%%
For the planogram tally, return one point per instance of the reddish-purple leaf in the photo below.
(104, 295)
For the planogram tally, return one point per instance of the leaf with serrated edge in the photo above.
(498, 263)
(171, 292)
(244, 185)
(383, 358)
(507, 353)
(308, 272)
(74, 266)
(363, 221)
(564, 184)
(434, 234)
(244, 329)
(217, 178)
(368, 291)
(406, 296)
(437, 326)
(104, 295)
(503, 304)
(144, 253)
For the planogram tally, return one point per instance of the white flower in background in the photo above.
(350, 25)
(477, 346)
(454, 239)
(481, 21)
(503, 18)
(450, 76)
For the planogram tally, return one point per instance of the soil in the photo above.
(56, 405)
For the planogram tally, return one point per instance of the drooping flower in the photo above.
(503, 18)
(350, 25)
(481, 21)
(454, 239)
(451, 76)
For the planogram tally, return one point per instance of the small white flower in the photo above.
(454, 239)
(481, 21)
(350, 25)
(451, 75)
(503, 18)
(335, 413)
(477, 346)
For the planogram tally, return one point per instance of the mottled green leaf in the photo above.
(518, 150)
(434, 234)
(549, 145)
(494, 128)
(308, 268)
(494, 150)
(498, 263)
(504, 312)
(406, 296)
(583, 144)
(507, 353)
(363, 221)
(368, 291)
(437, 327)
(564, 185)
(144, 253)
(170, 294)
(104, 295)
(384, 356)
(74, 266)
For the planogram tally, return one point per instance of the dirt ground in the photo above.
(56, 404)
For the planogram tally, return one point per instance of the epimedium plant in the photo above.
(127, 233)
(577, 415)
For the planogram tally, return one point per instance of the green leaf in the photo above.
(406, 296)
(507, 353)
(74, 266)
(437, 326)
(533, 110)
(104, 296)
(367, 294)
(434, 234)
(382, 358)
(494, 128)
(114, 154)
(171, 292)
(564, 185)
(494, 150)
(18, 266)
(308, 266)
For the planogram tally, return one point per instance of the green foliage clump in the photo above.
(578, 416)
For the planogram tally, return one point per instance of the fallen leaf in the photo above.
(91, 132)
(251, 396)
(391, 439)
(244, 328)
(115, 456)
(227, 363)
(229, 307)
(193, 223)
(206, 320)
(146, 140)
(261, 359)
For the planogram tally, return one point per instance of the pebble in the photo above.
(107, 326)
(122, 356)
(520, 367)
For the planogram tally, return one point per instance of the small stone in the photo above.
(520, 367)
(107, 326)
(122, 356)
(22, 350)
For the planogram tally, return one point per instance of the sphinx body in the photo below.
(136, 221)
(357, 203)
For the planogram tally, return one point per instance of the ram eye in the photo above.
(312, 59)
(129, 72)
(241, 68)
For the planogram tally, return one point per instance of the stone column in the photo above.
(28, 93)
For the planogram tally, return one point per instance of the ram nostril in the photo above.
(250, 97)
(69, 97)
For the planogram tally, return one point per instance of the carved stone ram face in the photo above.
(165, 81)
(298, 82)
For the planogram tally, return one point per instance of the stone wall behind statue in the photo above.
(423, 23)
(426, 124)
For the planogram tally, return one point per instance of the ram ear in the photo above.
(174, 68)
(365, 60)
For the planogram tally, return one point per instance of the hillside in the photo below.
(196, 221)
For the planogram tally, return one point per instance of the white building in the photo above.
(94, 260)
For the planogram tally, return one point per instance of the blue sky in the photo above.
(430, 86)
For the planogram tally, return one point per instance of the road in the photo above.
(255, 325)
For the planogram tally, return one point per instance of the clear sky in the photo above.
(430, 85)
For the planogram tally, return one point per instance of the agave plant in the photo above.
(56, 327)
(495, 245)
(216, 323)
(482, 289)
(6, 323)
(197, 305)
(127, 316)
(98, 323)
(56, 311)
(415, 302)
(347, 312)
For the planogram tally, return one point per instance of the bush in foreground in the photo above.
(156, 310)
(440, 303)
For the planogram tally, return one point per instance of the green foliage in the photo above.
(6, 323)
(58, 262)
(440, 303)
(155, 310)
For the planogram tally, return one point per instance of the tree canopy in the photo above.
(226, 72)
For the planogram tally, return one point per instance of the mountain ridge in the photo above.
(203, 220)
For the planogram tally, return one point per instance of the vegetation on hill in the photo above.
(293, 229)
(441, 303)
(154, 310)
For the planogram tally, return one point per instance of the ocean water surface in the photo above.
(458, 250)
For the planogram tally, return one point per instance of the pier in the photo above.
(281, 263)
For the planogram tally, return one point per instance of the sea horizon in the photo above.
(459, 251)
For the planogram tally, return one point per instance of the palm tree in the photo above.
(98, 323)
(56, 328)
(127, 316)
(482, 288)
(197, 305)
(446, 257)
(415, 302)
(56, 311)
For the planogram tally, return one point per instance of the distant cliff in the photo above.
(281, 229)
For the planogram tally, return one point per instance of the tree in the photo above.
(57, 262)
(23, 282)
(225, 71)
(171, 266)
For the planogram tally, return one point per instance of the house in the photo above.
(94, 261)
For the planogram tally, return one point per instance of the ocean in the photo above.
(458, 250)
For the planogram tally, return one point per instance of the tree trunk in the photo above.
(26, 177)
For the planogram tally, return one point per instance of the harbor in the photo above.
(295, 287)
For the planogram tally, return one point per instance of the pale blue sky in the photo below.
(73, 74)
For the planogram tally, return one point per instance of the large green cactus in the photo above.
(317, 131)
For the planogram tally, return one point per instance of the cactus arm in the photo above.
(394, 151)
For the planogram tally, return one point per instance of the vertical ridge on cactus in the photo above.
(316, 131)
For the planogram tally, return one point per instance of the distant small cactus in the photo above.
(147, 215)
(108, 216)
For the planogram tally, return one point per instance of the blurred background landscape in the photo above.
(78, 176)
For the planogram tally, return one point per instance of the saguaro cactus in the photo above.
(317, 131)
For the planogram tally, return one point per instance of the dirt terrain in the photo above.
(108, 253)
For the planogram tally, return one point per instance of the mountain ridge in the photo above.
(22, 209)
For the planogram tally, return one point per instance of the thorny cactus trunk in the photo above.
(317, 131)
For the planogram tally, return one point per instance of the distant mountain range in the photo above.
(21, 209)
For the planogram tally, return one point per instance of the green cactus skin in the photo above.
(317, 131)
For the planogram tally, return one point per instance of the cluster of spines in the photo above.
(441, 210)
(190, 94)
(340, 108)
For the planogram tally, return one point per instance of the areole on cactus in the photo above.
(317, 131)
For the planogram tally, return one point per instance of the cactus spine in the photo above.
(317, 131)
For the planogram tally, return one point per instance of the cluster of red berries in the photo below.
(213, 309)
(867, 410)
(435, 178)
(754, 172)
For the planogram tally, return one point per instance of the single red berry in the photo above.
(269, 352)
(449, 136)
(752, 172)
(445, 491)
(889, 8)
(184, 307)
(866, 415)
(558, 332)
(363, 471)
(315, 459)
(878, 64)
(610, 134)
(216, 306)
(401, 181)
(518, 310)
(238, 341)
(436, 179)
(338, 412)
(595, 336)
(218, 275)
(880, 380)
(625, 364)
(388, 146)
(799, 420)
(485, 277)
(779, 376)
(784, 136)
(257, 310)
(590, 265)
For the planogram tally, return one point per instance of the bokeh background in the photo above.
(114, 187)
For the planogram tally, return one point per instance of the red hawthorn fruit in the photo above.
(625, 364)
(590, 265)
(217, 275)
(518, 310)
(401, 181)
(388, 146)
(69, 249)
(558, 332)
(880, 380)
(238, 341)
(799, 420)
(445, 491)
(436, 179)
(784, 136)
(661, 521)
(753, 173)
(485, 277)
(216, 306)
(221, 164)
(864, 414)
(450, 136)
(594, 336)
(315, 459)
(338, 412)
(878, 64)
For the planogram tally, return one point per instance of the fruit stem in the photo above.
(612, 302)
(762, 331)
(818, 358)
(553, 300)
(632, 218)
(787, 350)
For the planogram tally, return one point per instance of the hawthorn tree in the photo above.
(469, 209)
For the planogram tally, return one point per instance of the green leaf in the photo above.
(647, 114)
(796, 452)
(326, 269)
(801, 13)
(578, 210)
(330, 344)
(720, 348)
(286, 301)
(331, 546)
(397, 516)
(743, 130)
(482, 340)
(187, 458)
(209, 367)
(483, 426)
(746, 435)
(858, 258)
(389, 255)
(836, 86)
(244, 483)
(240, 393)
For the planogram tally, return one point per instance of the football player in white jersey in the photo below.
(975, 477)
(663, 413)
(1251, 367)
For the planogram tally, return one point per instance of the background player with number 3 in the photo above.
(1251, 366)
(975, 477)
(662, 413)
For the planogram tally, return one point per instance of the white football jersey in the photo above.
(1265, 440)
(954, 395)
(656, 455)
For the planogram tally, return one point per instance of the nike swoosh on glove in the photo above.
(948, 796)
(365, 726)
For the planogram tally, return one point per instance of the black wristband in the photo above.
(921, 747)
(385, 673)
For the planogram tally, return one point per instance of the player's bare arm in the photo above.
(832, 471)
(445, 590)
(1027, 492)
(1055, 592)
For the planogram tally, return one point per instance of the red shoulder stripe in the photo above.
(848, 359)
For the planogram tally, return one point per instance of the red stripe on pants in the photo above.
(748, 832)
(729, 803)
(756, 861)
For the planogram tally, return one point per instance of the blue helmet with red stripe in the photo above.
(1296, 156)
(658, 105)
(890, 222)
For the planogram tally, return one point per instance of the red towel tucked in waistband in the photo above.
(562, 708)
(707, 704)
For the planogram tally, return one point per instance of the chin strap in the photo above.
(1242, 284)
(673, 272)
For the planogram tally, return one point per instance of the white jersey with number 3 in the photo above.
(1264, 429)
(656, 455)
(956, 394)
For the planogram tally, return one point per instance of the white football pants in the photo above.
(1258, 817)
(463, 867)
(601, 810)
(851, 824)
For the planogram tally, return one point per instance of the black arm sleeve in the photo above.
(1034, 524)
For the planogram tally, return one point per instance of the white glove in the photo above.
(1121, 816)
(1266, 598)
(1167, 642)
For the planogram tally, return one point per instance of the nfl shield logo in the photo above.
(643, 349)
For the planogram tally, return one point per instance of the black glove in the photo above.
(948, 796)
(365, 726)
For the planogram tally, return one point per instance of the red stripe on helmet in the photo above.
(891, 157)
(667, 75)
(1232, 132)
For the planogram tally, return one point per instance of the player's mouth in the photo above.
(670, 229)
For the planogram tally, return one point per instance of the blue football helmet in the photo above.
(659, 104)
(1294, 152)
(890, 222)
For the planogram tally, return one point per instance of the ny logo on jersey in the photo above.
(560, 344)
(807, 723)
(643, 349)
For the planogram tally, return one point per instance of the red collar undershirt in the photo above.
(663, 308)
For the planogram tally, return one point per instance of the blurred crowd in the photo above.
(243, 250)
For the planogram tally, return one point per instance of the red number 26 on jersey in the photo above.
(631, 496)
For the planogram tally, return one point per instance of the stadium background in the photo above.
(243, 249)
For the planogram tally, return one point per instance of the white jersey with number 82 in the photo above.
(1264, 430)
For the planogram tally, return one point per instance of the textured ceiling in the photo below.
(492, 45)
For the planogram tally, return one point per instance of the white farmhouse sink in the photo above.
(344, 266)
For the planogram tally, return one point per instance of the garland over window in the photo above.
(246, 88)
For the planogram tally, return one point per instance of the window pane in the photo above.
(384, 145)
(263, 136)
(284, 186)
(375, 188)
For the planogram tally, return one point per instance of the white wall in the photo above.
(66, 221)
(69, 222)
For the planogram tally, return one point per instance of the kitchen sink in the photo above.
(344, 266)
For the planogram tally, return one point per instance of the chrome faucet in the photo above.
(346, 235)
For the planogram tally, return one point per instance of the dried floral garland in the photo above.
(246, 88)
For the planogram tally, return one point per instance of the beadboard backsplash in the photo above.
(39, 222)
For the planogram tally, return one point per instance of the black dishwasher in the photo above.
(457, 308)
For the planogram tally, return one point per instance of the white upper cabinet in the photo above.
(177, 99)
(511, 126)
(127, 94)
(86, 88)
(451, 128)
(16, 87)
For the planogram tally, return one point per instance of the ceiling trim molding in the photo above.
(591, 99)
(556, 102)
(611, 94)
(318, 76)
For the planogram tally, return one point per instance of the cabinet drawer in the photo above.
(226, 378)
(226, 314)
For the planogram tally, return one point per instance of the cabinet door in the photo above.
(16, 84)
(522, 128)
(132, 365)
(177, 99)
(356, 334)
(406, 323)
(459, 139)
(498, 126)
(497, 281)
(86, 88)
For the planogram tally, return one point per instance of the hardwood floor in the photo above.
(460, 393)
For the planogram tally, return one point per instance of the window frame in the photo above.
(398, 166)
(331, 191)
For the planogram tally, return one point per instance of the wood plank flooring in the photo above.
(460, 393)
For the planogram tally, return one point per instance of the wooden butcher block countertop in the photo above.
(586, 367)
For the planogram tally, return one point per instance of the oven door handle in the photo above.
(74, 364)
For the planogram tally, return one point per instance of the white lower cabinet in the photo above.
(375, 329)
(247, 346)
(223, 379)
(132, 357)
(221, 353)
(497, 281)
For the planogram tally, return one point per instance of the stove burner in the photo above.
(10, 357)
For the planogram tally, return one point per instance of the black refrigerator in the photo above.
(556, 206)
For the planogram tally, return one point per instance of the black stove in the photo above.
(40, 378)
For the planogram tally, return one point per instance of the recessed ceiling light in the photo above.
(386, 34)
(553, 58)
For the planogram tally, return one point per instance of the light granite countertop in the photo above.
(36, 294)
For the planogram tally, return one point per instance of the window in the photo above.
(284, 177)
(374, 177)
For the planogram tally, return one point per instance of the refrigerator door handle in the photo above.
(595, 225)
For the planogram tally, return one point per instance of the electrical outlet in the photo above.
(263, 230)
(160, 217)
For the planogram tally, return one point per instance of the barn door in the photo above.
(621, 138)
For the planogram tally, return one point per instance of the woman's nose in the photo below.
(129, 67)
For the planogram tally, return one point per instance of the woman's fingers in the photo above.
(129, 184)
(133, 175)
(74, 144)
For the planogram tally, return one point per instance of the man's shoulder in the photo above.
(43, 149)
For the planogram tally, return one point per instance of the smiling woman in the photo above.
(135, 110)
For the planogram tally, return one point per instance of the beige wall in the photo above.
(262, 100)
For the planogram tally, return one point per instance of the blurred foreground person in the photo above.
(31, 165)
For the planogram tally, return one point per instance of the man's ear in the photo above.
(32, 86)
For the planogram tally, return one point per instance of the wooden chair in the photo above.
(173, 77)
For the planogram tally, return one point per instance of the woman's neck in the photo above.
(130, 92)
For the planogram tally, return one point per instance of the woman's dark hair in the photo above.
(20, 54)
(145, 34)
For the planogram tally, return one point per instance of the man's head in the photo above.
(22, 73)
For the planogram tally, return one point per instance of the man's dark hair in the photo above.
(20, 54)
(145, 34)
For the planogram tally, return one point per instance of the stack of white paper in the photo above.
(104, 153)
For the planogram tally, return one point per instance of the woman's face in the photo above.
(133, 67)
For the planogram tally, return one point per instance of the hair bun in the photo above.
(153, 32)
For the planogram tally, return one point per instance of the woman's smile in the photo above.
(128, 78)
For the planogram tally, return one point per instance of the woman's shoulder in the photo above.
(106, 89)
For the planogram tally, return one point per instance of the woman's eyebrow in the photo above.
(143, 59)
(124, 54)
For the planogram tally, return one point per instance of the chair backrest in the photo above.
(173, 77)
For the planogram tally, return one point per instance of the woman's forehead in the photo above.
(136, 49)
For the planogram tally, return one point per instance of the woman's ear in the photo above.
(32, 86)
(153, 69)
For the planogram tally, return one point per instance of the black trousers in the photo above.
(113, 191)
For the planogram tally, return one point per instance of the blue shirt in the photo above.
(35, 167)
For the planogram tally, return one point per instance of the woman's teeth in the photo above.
%%
== Activity ==
Restate word for word the lines running from the line that holds "trousers in the photo above." to the final line of the entries.

== Solved exercise ==
For the planogram tally, return one point per instance of the black trousers in the photo above.
(113, 191)
For the planogram tally, return one point per instance of the blue shirt in the photo above.
(35, 167)
For the planogram tally, return one point per instance of the woman's teeth in the photo above.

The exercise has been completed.